=== Data supplied ===

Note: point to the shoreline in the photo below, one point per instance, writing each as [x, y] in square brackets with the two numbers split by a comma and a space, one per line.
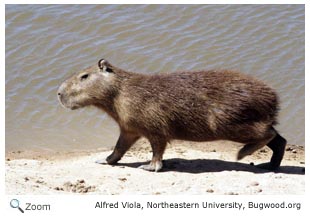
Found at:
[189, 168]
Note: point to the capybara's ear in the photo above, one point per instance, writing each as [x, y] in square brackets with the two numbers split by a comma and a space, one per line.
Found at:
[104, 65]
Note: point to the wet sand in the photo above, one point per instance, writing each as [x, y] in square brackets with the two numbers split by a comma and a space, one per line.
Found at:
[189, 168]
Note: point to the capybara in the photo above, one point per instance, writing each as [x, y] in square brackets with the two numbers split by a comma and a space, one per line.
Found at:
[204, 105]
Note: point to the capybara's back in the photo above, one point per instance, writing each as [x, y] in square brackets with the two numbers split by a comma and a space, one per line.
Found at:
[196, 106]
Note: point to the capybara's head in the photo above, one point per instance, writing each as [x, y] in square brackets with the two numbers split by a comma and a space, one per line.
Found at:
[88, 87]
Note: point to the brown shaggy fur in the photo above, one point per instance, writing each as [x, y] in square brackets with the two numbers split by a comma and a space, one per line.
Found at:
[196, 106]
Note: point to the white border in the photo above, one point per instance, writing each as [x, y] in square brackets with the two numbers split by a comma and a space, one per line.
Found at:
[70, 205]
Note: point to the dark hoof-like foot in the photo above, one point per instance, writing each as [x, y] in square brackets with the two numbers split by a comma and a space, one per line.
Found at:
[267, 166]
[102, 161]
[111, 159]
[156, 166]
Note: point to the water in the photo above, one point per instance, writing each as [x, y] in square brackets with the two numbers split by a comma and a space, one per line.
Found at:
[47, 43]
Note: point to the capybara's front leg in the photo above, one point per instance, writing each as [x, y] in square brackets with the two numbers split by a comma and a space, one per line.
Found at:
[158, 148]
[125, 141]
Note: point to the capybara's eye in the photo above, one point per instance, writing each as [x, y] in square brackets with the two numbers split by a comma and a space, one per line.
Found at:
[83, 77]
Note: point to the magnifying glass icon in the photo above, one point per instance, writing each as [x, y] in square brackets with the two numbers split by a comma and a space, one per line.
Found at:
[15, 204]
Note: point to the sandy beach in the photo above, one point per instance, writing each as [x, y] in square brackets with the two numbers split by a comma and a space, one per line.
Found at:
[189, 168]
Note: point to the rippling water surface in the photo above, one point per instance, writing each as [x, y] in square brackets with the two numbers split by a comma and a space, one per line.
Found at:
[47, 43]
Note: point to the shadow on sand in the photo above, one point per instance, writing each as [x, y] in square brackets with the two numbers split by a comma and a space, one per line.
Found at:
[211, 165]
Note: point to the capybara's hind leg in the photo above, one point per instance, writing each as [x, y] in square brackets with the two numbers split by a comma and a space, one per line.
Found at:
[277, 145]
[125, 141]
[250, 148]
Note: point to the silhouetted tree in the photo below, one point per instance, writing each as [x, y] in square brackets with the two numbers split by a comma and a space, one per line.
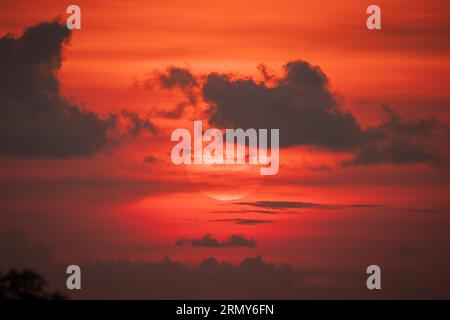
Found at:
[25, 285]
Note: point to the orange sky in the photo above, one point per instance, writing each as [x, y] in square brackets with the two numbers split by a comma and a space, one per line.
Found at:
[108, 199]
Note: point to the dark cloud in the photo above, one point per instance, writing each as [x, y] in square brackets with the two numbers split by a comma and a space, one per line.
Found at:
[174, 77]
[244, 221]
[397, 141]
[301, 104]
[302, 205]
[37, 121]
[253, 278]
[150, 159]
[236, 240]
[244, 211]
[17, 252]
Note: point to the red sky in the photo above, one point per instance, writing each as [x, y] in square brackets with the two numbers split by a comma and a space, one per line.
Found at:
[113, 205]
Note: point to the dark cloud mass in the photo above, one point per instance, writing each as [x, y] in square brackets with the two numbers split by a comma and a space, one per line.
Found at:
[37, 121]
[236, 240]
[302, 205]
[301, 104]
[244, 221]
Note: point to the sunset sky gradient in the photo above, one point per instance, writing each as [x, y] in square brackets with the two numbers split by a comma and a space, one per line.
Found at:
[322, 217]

===

▸ Task statement:
Please show every line of the entries above that contains the word "cloud".

▸ Solution:
Note: point to the dark cloud in the photo above, one point per instance, writing each as [x, y] in square brackets with the two numbers split by a comma and a space, one per line.
Note: point to the dark cloud mass in the photo above, one point per instance, writing each as [x, y] in square brackets with the two numbers split by a comma and a space, one per line.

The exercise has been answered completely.